> **Work instruction**:
Can you continue the news report below on U.S. ethanol company shares rising as oil topped $100 a barrel, starting after its last sentence?

U.S. ethanol companies thrive as oil tops $100

Thu Jan 3, 2008 5:33pm EST
 
[-] Text [+]

By Timothy Gardner

NEW YORK (Reuters) - Oil's jump to more than $100 per barrel has helped boost shares of ethanol companies as interest swells in the domestic source of motor fuel, analysts said.

U.S. oil futures briefly hit a record of more than $100 per barrel on Thursday as the country's crude supplies fell for the seventh week running amid soaring global demand.

"One hundred-dollar oil eliminates a lot of problems for ethanol," Ron Oster, an analyst at Broadpoint Capital Inc in Missouri, said in an interview.

Times had been tough as recently as October for ethanol companies. A 40 percent jump in U.S. capacity to make the alternative fuel during the year lead to fears of oversupply. The doubling in prices for corn, the main U.S. feedstock for ethanol, to well over $4 a bushel also hurt profit margins and company shares.

And questions over whether ethanol made from corn cuts emissions of the main greenhouse gas, carbon dioxide, have lingered, reducing some interest in the fuel as a green replacement for gasoline.

But oil's rise of about $20 a barrel since early October, combined with mandates for a six-fold increase in ethanol production over the next 15 years in the new U.S. energy law, have pushed shares higher. VeraSun Energy shares jumped 62 percent since lows this fall, U.S. BioEnergy Corp shares were up nearly 97 percent, Pacific Ethanol Inc shares were up nearly 107 percent, and Aventine Renewable Holdings shares were up nearly 67 percent.

> **Record extracts**:
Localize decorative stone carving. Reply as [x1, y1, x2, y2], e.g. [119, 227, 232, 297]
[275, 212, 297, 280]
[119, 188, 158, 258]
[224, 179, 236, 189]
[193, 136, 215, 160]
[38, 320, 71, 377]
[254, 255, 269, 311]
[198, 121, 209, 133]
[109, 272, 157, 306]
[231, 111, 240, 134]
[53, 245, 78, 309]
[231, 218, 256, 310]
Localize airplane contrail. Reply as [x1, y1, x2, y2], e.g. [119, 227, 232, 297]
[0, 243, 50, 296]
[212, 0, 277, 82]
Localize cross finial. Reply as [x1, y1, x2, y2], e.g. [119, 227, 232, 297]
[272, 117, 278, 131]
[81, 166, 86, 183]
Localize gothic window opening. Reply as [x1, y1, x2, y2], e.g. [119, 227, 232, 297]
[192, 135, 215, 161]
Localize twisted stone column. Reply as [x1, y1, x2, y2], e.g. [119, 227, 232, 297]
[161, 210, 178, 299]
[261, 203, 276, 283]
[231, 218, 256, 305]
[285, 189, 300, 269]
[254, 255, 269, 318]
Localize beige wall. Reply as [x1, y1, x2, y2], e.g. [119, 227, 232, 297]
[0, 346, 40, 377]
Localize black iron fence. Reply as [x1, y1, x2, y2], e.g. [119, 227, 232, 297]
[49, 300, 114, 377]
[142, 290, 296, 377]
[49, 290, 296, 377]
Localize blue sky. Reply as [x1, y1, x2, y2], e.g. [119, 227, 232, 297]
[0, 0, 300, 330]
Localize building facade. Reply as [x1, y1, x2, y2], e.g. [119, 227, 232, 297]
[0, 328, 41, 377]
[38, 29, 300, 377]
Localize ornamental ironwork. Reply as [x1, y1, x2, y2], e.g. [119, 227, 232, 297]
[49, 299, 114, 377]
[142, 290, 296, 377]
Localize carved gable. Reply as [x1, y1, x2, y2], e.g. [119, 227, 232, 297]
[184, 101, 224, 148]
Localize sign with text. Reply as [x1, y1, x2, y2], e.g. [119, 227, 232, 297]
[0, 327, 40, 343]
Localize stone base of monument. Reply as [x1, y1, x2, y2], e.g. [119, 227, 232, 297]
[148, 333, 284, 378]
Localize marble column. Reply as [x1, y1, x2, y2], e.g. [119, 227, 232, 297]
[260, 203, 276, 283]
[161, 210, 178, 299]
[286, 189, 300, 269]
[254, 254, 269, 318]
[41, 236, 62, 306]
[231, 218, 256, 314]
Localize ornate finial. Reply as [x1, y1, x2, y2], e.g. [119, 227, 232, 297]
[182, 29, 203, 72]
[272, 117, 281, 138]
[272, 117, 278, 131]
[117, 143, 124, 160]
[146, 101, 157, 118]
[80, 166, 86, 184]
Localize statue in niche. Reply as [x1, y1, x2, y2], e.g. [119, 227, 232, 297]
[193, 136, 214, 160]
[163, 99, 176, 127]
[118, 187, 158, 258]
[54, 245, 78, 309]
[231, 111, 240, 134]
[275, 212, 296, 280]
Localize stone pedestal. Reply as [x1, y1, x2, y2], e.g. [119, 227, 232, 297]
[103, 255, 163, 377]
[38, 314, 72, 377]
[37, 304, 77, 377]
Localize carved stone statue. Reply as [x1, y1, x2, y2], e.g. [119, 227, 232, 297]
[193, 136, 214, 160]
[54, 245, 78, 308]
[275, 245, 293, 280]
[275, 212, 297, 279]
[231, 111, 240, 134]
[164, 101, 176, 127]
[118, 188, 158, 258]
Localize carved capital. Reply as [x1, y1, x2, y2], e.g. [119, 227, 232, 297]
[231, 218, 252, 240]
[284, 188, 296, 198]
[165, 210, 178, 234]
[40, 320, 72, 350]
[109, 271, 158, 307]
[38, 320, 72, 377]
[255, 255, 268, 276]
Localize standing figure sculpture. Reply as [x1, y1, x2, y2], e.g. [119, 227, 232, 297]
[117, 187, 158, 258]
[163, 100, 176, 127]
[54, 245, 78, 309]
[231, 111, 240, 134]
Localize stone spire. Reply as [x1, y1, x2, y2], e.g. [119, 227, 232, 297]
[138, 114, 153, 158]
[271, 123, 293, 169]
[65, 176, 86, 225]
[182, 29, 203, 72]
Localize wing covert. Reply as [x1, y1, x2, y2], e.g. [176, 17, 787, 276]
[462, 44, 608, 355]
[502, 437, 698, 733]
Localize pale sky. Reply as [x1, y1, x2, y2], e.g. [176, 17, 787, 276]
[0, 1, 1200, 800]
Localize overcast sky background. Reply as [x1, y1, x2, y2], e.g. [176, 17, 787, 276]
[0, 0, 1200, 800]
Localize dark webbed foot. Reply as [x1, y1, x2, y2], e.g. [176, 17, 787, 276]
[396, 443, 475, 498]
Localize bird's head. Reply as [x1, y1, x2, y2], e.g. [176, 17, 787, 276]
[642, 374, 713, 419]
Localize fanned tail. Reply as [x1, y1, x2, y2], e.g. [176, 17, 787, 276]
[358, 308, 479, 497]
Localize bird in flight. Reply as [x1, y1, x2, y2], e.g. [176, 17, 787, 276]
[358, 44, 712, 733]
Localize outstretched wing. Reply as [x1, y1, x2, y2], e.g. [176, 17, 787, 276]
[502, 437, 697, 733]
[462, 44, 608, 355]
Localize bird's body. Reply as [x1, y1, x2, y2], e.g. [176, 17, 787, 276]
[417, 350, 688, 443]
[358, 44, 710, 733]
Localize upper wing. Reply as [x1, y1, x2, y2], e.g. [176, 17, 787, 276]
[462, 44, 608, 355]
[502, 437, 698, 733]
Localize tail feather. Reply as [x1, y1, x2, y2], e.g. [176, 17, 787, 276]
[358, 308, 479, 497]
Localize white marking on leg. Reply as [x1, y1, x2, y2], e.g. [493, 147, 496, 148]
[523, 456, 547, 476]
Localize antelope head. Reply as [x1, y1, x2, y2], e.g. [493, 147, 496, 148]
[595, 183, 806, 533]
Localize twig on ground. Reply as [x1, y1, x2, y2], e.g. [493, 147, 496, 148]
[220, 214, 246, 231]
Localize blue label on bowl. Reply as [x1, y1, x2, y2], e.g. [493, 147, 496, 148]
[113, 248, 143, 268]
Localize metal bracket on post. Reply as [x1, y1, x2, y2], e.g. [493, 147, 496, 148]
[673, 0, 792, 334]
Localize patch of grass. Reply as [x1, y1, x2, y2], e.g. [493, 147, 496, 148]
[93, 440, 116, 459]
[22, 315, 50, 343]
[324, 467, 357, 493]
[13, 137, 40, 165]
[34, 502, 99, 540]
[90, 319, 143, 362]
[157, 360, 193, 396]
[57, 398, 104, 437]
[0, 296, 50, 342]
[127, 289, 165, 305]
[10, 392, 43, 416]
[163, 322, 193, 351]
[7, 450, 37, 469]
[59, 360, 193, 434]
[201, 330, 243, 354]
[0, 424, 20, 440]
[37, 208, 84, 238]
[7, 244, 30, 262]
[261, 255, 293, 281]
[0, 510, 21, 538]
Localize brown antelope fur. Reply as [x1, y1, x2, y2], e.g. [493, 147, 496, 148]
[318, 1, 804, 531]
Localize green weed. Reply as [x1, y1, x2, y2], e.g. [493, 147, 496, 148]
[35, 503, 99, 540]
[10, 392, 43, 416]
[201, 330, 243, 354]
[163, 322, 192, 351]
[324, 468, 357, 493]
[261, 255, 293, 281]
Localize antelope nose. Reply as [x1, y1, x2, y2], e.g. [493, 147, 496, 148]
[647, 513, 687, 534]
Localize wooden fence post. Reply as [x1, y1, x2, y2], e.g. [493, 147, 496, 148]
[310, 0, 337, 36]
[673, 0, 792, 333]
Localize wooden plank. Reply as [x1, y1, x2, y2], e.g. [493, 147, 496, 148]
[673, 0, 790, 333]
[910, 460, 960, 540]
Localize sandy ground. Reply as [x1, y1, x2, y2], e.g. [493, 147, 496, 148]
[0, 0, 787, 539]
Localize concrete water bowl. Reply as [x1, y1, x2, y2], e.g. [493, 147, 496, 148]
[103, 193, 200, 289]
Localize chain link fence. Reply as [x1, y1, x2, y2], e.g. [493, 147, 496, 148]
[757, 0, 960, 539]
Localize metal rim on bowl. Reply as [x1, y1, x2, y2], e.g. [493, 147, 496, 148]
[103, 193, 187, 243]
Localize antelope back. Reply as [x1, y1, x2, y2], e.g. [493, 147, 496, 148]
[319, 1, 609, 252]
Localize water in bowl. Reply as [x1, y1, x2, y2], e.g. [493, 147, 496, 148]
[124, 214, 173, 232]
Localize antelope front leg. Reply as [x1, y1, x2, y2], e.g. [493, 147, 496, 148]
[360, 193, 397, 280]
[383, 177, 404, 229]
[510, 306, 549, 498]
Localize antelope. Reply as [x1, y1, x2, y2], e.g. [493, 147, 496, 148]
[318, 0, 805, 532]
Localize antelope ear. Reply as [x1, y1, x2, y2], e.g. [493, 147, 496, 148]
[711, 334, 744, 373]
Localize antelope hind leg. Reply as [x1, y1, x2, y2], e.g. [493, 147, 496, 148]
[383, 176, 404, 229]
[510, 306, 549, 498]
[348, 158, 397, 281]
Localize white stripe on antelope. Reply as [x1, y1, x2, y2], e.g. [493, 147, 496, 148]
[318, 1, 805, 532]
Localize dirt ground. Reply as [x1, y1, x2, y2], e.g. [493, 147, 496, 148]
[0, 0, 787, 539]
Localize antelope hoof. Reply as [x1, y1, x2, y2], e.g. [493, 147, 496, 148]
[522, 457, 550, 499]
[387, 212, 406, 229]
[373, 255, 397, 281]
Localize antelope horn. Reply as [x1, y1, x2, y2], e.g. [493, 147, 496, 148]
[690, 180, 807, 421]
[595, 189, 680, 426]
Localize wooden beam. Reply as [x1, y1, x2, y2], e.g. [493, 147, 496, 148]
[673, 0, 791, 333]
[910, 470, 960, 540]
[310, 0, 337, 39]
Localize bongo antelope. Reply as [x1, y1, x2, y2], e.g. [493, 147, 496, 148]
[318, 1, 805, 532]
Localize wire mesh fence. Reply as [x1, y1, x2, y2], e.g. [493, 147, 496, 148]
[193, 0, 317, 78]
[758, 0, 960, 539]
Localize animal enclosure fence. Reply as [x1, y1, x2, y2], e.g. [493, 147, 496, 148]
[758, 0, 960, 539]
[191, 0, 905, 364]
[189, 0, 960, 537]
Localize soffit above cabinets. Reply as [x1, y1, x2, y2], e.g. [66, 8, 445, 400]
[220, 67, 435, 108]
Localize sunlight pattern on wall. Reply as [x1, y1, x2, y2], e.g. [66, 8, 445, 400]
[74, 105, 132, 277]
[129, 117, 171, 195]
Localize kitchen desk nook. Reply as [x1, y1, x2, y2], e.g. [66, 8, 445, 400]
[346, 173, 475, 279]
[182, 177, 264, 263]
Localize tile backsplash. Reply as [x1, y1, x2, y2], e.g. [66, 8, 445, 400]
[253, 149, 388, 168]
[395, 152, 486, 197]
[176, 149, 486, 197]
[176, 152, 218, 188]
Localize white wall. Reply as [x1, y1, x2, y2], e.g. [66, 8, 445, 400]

> **Written response**:
Shares of Archer Daniels Midland Co, the second-largest U.S. ethanol producer after private company POET, were up nearly 50 percent from its year low in mid-January 2007, though the agriculture giant is not a pure-play ethanol company.

SMOOTHING OUT BUMPY ROAD

Oil's jump may also lend limited short-term support to other alternative energy sectors like solar, wind and fuel cells, but those businesses are more affected by rises in power generation feedstocks like coal and natural gas, experts said.

Ron Pernick, a principal at research firm Clean Edge, said commercial production of fuel cells for cars could still be 20 years away.

As long as the oil price stays high, it smooths out many of the road bumps for ethanol such as the robust corn prices, analysts said. "With oil at $100, corn prices could hit $5 a bushel and companies could still make profits," said Oster.

Still, he warned that if oil falls and corn prices remain at or rise above current prices of more than $4.60 a bushel, ethanol shares could suffer again.

For now, profits are good. Average gross profit margins for every gallon of ethanol have risen to about 35 to 40 cents per gallon from flat, to even a few cents in the negative, in October.

The price for ethanol in the main Midwest production hub has shot higher as well, hitting about $2.40 a gallon from lows of $1.70 in October.

And strong oil prices have pulled up prices for gasoline which competes with ethanol. When gasoline prices rise, blenders and oil companies increase discretionary blending, or the mixing in of more ethanol into gasoline than is required by law. "That is directly spurring the recent rebound in ethanol," said Pavel Mulchanov, analyst at Raymond James in Houston.